[Saved entries]
* * * * * * *
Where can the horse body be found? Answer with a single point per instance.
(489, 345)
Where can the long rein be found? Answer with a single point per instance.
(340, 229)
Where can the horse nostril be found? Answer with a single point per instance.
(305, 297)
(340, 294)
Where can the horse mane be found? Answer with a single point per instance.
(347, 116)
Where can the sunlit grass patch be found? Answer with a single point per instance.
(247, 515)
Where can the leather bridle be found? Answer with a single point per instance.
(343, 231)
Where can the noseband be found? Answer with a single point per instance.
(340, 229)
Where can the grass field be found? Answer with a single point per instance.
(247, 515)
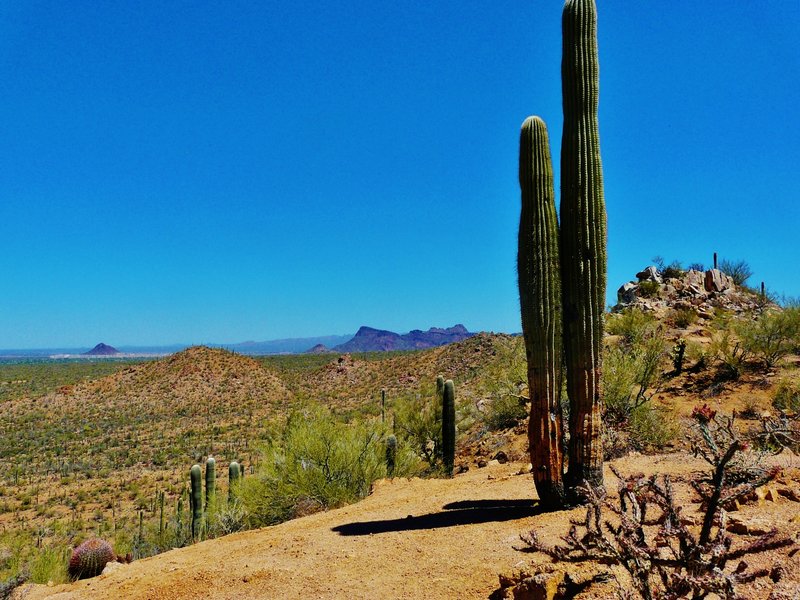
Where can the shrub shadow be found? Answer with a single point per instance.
(466, 512)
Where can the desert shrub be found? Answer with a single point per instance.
(646, 534)
(729, 352)
(632, 324)
(631, 375)
(506, 384)
(787, 395)
(318, 463)
(737, 270)
(648, 289)
(652, 427)
(505, 411)
(772, 336)
(683, 317)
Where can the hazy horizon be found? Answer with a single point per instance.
(268, 171)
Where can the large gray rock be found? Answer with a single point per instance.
(649, 274)
(717, 281)
(627, 293)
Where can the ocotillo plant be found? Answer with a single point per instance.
(391, 455)
(540, 304)
(196, 500)
(448, 427)
(234, 473)
(583, 242)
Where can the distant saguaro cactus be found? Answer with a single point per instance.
(211, 483)
(583, 242)
(196, 500)
(448, 427)
(540, 305)
(234, 474)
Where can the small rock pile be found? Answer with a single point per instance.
(699, 291)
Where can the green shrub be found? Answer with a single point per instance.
(771, 337)
(652, 427)
(787, 395)
(318, 463)
(683, 317)
(648, 289)
(737, 270)
(632, 324)
(631, 376)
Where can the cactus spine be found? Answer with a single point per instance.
(196, 500)
(234, 472)
(583, 242)
(448, 427)
(540, 304)
(391, 455)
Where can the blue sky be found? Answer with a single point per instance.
(216, 172)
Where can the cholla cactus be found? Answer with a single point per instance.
(90, 558)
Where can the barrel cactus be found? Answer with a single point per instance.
(90, 558)
(583, 242)
(448, 427)
(540, 304)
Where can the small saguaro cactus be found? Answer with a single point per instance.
(391, 455)
(583, 243)
(540, 304)
(90, 558)
(234, 473)
(448, 427)
(211, 483)
(196, 500)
* * * * * * *
WHAT NEEDS TO BE DONE:
Your answer should consist only of the lines from the one with "Where can the ocotillo" through the end of the data above, reproduced exactly.

RESULT:
Where can the ocotillo plant be found? Answer with a single point per instance.
(391, 455)
(540, 304)
(196, 500)
(448, 427)
(234, 473)
(583, 242)
Where can the distant saguaro cactus be found? Answer with a single point per instance.
(211, 483)
(583, 242)
(196, 500)
(448, 427)
(540, 305)
(234, 474)
Where can the small rock pile be found? Answer with a single point per instance.
(699, 291)
Where can the green shrub be found? Answer with a single point per instance.
(771, 337)
(652, 427)
(787, 395)
(318, 463)
(683, 317)
(648, 289)
(737, 270)
(632, 324)
(631, 376)
Where can the cactus spine be found? Answer with a single point per instance.
(196, 500)
(234, 472)
(583, 242)
(448, 427)
(540, 304)
(391, 455)
Where can the blue sky be found? Answer with a single point per instance.
(216, 172)
Where can the cholla cactus be found? Answer with a single point per instance.
(90, 558)
Where can the barrel cactus be found? Answer with a single point per instance.
(90, 558)
(583, 242)
(448, 427)
(540, 304)
Where can the small saguaro cactus be found? Answer with a single point per instance.
(391, 455)
(583, 243)
(540, 304)
(90, 558)
(234, 473)
(448, 427)
(211, 483)
(196, 500)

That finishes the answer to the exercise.